WORK TO BE COMPLETED:
Count how many lines of the listing below contain the string "target", matching case exactly, and give only that number.

ENTRIES SUPPLIED:
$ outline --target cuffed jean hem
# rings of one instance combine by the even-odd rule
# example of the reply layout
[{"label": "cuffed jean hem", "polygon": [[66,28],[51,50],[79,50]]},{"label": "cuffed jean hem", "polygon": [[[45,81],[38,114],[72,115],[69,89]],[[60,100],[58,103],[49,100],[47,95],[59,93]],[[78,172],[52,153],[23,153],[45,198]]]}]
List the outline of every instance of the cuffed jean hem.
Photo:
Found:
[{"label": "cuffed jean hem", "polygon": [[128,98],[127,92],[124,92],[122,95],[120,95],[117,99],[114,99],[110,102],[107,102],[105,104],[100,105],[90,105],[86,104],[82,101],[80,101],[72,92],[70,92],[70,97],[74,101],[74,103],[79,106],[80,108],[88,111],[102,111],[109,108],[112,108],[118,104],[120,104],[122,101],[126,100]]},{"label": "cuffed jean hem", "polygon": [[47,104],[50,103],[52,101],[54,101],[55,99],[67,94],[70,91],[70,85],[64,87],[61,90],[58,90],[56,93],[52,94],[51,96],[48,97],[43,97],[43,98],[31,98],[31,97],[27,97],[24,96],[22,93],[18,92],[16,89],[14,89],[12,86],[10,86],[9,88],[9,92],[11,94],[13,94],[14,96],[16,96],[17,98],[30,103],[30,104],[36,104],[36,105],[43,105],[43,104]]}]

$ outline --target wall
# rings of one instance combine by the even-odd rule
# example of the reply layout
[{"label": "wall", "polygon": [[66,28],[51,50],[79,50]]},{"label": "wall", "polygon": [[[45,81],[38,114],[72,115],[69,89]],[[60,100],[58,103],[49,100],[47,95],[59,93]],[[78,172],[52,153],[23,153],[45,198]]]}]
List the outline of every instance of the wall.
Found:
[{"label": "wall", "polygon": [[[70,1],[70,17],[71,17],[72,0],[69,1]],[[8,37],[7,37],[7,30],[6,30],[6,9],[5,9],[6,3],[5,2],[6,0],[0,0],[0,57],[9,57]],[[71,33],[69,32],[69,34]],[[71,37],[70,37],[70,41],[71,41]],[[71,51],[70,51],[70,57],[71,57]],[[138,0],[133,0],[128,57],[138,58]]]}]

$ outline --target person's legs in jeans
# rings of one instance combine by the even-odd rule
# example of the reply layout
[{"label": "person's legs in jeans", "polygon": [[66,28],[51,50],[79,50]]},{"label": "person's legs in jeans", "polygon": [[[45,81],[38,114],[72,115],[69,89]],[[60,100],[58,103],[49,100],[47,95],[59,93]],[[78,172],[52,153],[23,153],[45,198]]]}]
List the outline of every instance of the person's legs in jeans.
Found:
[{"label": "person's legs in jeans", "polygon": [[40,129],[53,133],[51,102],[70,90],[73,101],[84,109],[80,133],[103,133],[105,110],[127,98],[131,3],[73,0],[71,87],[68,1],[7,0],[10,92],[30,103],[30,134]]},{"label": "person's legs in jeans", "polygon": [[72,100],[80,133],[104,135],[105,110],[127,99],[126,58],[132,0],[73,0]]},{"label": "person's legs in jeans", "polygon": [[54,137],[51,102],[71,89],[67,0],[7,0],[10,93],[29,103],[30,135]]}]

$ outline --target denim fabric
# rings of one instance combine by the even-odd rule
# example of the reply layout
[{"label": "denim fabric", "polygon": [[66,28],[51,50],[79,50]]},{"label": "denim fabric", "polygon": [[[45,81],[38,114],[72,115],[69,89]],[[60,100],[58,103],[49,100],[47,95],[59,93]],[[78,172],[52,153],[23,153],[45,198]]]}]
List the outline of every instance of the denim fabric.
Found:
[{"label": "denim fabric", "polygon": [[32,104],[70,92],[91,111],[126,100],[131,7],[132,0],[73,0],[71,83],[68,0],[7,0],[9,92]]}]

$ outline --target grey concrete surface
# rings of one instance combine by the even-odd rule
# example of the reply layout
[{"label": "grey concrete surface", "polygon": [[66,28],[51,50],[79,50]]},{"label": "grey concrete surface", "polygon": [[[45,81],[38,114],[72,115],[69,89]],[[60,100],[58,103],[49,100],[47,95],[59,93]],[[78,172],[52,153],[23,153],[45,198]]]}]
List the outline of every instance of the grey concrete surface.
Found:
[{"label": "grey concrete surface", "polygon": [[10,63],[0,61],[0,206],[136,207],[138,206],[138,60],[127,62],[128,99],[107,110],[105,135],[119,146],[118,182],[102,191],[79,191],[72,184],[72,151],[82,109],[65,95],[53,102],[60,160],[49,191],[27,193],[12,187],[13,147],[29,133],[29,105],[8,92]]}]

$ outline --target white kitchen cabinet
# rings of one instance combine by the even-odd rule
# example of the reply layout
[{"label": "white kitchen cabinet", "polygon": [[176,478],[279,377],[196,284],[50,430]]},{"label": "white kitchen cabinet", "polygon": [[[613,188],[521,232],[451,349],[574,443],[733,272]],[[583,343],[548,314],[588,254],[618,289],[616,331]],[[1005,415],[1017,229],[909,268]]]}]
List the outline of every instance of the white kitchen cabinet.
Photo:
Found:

EXERCISE RESPONSE:
6